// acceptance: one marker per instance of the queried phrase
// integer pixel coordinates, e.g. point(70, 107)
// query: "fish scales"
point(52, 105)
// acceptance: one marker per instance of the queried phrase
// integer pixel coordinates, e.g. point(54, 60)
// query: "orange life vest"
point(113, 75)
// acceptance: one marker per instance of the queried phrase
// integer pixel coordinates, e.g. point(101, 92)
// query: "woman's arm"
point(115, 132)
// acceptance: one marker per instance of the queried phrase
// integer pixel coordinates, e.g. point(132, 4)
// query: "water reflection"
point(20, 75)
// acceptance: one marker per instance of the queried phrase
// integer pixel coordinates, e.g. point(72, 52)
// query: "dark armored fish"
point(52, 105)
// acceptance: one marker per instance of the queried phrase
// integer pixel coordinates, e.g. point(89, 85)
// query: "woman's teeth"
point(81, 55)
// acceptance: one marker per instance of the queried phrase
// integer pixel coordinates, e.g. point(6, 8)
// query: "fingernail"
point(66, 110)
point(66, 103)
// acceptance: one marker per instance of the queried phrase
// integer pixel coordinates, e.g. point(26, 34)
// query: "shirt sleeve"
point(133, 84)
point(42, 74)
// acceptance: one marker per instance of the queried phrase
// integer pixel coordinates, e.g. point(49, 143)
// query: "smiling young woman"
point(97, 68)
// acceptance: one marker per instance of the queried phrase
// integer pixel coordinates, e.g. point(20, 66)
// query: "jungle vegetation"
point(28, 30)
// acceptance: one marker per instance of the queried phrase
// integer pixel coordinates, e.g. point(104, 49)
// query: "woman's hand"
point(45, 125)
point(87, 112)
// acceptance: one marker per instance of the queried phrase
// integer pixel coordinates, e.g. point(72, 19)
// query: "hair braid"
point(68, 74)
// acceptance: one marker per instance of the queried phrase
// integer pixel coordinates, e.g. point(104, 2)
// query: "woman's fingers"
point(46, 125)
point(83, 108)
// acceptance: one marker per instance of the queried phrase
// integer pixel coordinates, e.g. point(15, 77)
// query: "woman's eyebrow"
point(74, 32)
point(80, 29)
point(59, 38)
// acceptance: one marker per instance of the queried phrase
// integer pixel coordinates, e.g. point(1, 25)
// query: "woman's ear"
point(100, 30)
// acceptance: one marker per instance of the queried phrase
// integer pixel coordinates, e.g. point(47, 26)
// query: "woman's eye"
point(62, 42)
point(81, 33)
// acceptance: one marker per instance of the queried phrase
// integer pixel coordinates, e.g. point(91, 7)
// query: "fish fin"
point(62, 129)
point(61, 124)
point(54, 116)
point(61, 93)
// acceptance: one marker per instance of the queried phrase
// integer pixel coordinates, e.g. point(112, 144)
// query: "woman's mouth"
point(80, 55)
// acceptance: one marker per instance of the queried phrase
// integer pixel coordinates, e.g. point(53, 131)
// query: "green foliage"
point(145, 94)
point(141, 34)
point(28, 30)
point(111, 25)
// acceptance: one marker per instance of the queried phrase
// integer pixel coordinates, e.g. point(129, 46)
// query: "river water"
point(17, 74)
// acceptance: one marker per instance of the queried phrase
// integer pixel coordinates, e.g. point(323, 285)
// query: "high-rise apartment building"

● **YOUR INSTRUCTIONS**:
The entries above must be repeated word for word.

● **RESULT FOR THIS TASK**:
// acceptance: one marker per instance of the queried phrase
// integer pixel coordinates, e.g. point(70, 107)
// query: "fish scales"
point(52, 105)
// acceptance: one marker per instance of the queried phrase
// integer pixel coordinates, e.g. point(54, 60)
// query: "orange life vest"
point(113, 75)
// acceptance: one marker per instance of the queried phrase
// integer pixel coordinates, e.g. point(101, 92)
// query: "woman's arm"
point(115, 132)
// acceptance: one marker per instance of the queried phrase
// integer pixel coordinates, e.g. point(132, 4)
// query: "water reflection"
point(20, 75)
// acceptance: one marker per instance of the queried phrase
// integer pixel coordinates, e.g. point(72, 52)
// query: "dark armored fish"
point(52, 105)
// acceptance: one marker per instance of the queried phrase
// integer pixel coordinates, e.g. point(89, 85)
// query: "woman's teeth"
point(81, 55)
// acceptance: one marker per instance of the queried phrase
// integer pixel coordinates, e.g. point(6, 8)
// query: "fingernail"
point(66, 110)
point(66, 103)
// acceptance: one marker per instance of the queried phrase
// integer pixel coordinates, e.g. point(26, 34)
// query: "shirt sleeve"
point(133, 84)
point(42, 74)
// acceptance: one marker per instance of the queried phrase
// integer pixel coordinates, e.g. point(49, 143)
// query: "smiling young woman"
point(97, 68)
// acceptance: one marker per instance of the queried phrase
// integer pixel coordinates, e.g. point(20, 66)
// query: "jungle vegetation"
point(28, 30)
// acceptance: one marker per instance of the queried phrase
// integer pixel coordinates, e.g. point(104, 49)
// query: "woman's hand"
point(45, 125)
point(87, 112)
// acceptance: one marker per instance of the queried phrase
// integer pixel coordinates, e.g. point(72, 19)
// query: "hair braid"
point(68, 74)
// acceptance: one marker per instance of the queried phrase
// integer pixel coordinates, e.g. point(104, 2)
// query: "woman's fingers"
point(46, 125)
point(83, 108)
// acceptance: one marker per instance of the queried phrase
// integer pixel coordinates, e.g. point(15, 77)
// query: "woman's eyebrow"
point(74, 32)
point(80, 29)
point(59, 38)
// acceptance: one marker per instance of the queried phrase
// integer pixel coordinates, e.g. point(1, 25)
// query: "woman's ear"
point(100, 30)
// acceptance: one marker per instance of the queried phrase
// integer pixel coordinates, e.g. point(47, 26)
// query: "woman's eye"
point(62, 42)
point(81, 33)
// acceptance: one marker per instance of the queried phrase
// integer pixel coordinates, e.g. point(91, 7)
// query: "fish fin"
point(62, 129)
point(61, 124)
point(54, 116)
point(61, 93)
// acceptance: one marker per instance of the queried phrase
// integer pixel coordinates, e.g. point(112, 144)
// query: "woman's mouth"
point(80, 55)
// acceptance: one marker per instance of the queried phrase
// integer pixel coordinates, e.g. point(53, 131)
// query: "green foliage"
point(145, 94)
point(141, 34)
point(28, 30)
point(111, 25)
// acceptance: one marker per instance of the queried phrase
// integer pixel coordinates, e.g. point(129, 46)
// query: "river water"
point(17, 74)
// acceptance: one marker per instance of the queried phrase
// integer pixel coordinates, e.g. point(323, 285)
// query: "high-rise apartment building"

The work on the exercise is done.